◆ Passage for review
····················

The software outputs a space-delimited, normalised site frequency spectrum (SFS) for each island and each locus. If isl_i_loc_j_sfs_k denotes the kth entry of the SFS for locus j, on island i, then the output format is
isl_1_loc_1_sfs_1 isl_1_loc_1_sfs_2 ... isl_1_loc_1_sfs_n-1
isl_1_loc_2_sfs_1 isl_1_loc_2_sfs_2 ... isl_1_loc_2_sfs_n-1
...
isl_1_loc_m_sfs_1 isl_1_loc_m_sfs_2 ... isl_1_loc_m_sfs_n-1
isl_2_loc_1_sfs_1 isl_2_loc_1_sfs_2 ... isl_2_loc_1_sfs_n-1
...
isl_l_loc_m_sfs_1 isl_l_loc_m_sfs_2 ... isl_l_loc_m_sfs_n-1
when the simulation consists of m
loci, l
islands, and a total sample size (across all islands) of n
. Methods for returning similar lists of pooled (across islands) normalised SFSs, branch lengths, as well as SFSs simulated with a fixed number of mutations (as opposed to a fixed mutation rate) have also been implemented as ancestry.print_normalised_sfs
, ancestry.print_normalised_branch_lengths
, and ancestry.fixed_s
, respectively.
Currently implemented are crossover recombination within loci, spatial structure with migration on an arbitrary finite graph, and weak natural selection with fitness depending on the full genotype of both parents, as well as their geographical location. Simulating more than one island without migration will result in an infinite loop as the most recent common ancestor of the whole sample cannot be reached, unless only one island has a positive sample size.
The change_times parameter lets the user specify times (in generations) for jump discontinuities in simulation parameters. Relative population sizes across islands, population growth rates, weak selection parameters, and migration rates can vary in this way. All of these parameters must be specified for all epochs (even when they don't change between two epochs) as outlined in dev.cfg. Phylogenetic species trees can be simulated by specifying multiple islands, initially with migration rates set to zero, provided that all islands communicate with positive rate eventually.
Beta-Xi-Sim simulates diploid, biparental, single-sex reproduction. The effective population size provided in the config file is treated as the number of families in the population for purposes of parameter scaling. Thus, simulations will contain ineffective coalescences, where individuals are born to a common family but no material coalesces to a common ancestor. The, for example, a Kingman coalescent simulation (setting alpha = 2
in the config) will result in effective pairwise mergers at a population-rescaled rate of 1/2 per pair, as opposed to 1. This needs to be taken into account if Beta-Xi-Sim is used in conjunction with other software which assumes Kingman mergers to take place at rate 1.

····················

◆ Source information
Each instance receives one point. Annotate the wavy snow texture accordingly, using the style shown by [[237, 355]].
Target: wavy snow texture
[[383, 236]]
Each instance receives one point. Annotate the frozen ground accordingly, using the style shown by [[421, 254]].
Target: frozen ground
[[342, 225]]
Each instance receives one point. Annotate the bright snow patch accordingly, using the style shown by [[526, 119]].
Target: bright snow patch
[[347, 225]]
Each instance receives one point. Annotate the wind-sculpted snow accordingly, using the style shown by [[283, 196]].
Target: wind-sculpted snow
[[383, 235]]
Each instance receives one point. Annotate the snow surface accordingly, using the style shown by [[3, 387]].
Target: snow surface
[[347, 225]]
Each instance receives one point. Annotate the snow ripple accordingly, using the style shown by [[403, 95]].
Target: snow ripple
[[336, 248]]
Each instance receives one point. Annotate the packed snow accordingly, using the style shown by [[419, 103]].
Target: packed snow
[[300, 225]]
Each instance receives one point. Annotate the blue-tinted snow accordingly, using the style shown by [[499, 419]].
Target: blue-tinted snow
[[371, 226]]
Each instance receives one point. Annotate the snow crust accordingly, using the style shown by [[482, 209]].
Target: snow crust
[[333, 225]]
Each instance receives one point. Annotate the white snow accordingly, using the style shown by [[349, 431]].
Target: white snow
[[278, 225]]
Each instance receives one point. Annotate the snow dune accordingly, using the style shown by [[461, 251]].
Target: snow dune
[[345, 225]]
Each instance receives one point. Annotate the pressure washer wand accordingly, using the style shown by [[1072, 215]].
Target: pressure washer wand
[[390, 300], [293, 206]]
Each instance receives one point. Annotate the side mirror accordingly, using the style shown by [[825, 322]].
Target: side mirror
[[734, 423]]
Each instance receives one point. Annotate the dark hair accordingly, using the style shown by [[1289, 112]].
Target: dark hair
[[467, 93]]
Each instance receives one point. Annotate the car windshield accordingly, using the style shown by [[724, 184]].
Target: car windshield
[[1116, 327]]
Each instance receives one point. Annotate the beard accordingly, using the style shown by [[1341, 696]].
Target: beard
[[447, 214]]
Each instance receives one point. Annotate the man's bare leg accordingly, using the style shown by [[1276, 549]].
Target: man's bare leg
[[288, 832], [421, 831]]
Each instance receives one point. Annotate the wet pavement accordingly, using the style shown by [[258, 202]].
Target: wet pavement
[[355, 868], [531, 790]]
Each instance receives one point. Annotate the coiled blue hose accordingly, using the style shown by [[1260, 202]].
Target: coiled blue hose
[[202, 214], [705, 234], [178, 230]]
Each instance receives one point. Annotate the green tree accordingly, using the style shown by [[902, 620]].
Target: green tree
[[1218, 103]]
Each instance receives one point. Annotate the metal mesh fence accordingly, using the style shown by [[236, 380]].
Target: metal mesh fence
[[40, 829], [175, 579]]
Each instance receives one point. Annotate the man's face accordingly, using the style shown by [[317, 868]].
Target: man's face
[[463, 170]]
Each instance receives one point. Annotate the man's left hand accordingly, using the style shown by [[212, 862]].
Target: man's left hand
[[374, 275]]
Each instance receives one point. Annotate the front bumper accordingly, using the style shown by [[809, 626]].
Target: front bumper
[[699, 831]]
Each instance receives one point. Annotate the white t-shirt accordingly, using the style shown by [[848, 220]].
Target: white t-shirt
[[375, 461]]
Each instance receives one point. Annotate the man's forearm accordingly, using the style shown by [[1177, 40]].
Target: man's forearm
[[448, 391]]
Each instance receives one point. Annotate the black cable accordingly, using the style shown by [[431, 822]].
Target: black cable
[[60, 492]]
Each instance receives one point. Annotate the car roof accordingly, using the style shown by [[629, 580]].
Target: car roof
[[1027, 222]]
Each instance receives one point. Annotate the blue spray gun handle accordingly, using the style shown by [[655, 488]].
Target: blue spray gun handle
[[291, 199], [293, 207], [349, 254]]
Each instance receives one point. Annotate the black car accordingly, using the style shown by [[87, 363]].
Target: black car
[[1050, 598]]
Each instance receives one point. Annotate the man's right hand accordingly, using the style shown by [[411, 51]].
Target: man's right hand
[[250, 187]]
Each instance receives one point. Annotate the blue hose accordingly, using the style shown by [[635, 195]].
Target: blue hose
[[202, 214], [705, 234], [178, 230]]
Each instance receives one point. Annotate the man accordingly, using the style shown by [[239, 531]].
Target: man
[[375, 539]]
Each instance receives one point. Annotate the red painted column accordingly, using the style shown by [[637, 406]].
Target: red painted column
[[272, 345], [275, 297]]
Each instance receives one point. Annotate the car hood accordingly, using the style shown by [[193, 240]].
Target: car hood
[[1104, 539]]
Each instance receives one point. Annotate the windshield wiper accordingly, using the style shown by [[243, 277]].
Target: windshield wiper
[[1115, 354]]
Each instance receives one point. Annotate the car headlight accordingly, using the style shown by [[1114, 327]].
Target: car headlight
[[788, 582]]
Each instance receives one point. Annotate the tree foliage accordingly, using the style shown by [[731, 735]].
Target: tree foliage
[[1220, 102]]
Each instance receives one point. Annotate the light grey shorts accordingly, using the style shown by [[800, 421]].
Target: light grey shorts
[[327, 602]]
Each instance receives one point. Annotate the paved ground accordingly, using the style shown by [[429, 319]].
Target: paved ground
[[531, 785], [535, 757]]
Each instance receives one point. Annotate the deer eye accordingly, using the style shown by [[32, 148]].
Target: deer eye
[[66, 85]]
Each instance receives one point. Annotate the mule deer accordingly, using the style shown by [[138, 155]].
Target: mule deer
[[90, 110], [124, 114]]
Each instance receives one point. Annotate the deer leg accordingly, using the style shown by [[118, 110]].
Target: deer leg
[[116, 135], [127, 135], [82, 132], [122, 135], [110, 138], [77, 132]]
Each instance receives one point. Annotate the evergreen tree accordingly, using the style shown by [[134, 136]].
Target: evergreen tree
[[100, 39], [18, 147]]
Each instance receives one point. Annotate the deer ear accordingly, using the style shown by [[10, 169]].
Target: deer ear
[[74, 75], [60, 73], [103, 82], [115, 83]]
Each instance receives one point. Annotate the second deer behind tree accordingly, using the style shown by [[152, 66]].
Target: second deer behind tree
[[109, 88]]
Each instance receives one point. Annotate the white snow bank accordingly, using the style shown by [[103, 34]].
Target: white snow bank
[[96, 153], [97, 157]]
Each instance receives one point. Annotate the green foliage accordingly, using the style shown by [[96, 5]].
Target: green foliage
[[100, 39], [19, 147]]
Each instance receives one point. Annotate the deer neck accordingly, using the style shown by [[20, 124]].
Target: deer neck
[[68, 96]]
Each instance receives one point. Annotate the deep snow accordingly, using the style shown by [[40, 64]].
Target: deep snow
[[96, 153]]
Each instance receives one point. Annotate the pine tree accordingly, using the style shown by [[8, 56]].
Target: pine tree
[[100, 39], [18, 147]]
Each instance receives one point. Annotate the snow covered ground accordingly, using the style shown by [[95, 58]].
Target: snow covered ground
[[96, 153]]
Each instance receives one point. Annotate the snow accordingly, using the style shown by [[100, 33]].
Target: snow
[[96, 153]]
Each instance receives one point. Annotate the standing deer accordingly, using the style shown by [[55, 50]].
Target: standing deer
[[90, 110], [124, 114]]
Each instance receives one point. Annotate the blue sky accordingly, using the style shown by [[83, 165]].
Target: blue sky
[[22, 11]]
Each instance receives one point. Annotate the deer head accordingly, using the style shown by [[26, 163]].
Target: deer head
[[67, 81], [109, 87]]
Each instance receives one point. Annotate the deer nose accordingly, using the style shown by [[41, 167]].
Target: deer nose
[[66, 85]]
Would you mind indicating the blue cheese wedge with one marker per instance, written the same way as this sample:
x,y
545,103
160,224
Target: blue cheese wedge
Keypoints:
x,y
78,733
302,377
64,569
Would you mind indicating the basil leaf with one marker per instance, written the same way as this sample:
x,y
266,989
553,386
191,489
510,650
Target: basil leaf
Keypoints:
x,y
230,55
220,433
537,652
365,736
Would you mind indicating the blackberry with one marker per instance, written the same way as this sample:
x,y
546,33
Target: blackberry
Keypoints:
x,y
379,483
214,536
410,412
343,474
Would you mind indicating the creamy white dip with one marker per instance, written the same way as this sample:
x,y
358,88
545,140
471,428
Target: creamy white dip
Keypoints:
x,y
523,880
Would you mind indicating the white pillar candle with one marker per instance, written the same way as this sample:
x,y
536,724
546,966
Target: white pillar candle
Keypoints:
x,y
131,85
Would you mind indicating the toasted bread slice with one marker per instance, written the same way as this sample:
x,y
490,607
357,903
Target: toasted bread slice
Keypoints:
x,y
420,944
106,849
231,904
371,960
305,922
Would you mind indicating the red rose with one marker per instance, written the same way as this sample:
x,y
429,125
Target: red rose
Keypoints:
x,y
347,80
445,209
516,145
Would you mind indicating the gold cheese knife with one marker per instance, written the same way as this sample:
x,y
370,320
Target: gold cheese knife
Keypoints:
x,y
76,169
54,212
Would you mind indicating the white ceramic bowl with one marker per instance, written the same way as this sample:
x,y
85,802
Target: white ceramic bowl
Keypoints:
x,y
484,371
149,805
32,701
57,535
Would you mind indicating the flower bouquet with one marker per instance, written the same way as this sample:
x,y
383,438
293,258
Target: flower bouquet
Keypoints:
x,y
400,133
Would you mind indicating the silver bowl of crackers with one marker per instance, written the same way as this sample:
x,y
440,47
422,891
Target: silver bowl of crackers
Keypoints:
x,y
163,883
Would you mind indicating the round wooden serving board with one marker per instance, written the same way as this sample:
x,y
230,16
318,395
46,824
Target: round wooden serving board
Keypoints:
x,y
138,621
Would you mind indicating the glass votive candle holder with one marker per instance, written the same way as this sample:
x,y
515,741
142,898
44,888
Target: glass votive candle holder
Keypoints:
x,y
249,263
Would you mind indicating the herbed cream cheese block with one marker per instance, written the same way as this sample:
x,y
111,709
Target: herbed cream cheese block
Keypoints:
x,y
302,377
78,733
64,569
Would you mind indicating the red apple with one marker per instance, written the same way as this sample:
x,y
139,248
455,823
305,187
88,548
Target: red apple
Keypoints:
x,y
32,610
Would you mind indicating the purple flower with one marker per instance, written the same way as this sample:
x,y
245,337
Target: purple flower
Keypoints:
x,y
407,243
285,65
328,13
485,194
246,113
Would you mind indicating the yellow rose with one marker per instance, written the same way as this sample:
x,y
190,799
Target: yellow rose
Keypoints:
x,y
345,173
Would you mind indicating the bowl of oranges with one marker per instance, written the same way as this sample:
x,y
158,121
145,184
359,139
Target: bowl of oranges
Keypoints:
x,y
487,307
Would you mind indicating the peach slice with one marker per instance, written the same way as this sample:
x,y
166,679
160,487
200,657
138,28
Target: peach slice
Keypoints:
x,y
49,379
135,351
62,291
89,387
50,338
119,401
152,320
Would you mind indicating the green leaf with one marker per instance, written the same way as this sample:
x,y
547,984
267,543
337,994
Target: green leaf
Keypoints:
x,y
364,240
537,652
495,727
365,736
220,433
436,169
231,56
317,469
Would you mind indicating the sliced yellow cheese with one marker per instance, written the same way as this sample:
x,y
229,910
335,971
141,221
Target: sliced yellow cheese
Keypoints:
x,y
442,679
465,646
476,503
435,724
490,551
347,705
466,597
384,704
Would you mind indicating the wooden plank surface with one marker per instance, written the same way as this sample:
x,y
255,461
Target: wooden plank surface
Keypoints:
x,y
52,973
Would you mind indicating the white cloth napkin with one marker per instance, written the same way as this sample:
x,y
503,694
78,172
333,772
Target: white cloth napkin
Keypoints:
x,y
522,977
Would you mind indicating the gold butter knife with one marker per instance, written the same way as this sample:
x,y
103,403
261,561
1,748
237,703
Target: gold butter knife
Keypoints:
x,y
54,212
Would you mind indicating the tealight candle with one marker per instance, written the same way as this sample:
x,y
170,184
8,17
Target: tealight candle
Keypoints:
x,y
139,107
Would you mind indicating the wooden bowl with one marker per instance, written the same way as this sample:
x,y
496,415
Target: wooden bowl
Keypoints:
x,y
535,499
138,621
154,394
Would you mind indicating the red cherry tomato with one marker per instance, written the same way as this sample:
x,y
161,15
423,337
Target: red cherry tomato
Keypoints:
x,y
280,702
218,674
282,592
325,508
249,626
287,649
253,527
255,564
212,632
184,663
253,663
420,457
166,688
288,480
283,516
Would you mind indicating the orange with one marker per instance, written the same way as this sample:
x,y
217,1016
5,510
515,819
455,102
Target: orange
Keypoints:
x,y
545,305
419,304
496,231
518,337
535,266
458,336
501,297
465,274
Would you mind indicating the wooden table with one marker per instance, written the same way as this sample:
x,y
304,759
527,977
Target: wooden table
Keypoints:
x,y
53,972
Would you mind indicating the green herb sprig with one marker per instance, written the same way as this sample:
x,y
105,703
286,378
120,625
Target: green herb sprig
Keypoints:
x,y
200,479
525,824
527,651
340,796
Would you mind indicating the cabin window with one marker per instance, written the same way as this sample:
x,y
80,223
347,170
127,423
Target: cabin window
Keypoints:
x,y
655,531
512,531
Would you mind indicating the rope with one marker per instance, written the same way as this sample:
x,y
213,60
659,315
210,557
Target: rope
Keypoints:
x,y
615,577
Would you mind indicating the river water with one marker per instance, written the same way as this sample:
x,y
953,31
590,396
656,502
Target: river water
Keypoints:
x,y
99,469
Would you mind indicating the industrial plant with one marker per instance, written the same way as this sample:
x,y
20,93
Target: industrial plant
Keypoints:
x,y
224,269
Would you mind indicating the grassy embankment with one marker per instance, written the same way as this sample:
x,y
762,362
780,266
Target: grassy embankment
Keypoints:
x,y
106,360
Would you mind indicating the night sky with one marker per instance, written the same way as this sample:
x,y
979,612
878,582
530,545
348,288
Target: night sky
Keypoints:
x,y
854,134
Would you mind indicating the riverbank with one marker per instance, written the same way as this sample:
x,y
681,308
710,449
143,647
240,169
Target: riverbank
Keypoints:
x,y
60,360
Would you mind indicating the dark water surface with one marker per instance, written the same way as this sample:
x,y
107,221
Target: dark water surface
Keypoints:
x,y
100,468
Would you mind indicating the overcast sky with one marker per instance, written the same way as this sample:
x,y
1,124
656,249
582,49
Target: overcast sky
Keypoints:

····················

◆ Questions on the material
1. Rewrite the simulation software passage between "The change_times parameter" and "positive rate eventually.", inclusive, replacing "change_times" with "switch_times".
2. According to the simulation software passage, what is the effective population size provided in the config file treated as?

◆ Answers for the exercise
1.
The switch_times parameter lets the user specify times (in generations) for jump discontinuities in simulation parameters. Relative population sizes across islands, population growth rates, weak selection parameters, and migration rates can vary in this way. All of these parameters must be specified for all epochs (even when they don't change between two epochs) as outlined in dev.cfg. Phylogenetic species trees can be simulated by specifying multiple islands, initially with migration rates set to zero, provided that all islands communicate with positive rate eventually.

2. It is treated as the number of families in the population for purposes of parameter scaling.